* [THE PROBLEM]:
Copy the data from the line with "Task: Q: Indicate the vertical" up to and including the line with "(1197, 335)", and include the request line in the copy. In the answers, scale every x and y coordinate by 2.6 and round each to a whole number (halves up), then give only those lines.

[Records from a point labeling set]
:::
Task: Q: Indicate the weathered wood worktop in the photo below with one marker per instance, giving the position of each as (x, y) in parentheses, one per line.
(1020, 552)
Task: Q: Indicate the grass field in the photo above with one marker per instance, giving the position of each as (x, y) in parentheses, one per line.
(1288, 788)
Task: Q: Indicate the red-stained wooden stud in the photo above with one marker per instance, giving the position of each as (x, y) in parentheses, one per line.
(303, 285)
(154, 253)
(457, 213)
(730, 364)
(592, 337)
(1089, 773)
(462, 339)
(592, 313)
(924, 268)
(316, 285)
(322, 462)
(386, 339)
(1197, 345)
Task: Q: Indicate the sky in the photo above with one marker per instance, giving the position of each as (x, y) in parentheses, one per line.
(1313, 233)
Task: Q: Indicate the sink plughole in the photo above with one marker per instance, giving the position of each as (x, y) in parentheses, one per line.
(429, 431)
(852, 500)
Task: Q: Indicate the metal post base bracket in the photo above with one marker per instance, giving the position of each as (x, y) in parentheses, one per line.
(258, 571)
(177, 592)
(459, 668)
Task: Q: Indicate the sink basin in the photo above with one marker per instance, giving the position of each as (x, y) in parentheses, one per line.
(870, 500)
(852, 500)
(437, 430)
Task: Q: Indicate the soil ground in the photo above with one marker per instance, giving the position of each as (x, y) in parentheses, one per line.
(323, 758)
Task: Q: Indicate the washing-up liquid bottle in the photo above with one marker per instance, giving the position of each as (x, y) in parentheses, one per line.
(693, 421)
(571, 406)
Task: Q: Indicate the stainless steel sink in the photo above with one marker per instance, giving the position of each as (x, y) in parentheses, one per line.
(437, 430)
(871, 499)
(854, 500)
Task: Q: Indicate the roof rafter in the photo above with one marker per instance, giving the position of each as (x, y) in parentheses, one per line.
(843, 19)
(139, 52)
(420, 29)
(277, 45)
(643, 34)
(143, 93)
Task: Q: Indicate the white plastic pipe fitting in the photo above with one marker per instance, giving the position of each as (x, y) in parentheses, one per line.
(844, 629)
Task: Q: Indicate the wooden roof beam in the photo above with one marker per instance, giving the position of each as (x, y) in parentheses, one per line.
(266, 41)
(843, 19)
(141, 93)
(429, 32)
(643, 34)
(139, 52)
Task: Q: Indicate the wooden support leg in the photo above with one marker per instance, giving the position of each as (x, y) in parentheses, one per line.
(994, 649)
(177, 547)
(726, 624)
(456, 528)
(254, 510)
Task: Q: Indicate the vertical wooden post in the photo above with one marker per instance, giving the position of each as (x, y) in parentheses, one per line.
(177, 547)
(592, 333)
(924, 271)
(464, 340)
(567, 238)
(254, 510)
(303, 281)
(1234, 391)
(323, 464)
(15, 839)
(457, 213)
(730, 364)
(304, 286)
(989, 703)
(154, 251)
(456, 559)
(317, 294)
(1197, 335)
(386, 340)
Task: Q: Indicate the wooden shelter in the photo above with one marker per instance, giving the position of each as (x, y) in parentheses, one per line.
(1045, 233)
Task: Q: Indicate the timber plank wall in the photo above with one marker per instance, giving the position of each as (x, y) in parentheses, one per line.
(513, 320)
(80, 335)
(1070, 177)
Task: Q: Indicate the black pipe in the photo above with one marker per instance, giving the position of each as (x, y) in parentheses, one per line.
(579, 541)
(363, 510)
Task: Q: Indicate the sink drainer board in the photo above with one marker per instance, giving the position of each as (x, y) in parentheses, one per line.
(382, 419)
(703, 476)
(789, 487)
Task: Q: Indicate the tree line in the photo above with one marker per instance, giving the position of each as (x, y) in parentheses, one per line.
:::
* [OUTPUT FOR THIS TASK]:
Task: Q: Indicate the vertical wooden post in the photo above with one marker per instance, giving the position of each as (x, y) in parentheses, one per line.
(460, 1422)
(1539, 866)
(2402, 705)
(1206, 884)
(1474, 619)
(660, 1326)
(788, 731)
(3208, 1017)
(840, 1206)
(39, 2181)
(1188, 554)
(1898, 946)
(790, 744)
(2571, 1828)
(400, 653)
(1186, 1453)
(824, 764)
(3112, 871)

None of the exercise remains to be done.